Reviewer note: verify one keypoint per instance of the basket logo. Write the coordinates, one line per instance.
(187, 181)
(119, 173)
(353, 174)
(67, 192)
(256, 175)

◆ ◆ ◆ ◆ ◆

About this exercise =
Copy all records verbatim.

Written solution =
Reviewer note: verify one keypoint per instance of the basket logo. Write the coordinates, one line per instance.
(187, 181)
(119, 173)
(353, 174)
(67, 192)
(256, 175)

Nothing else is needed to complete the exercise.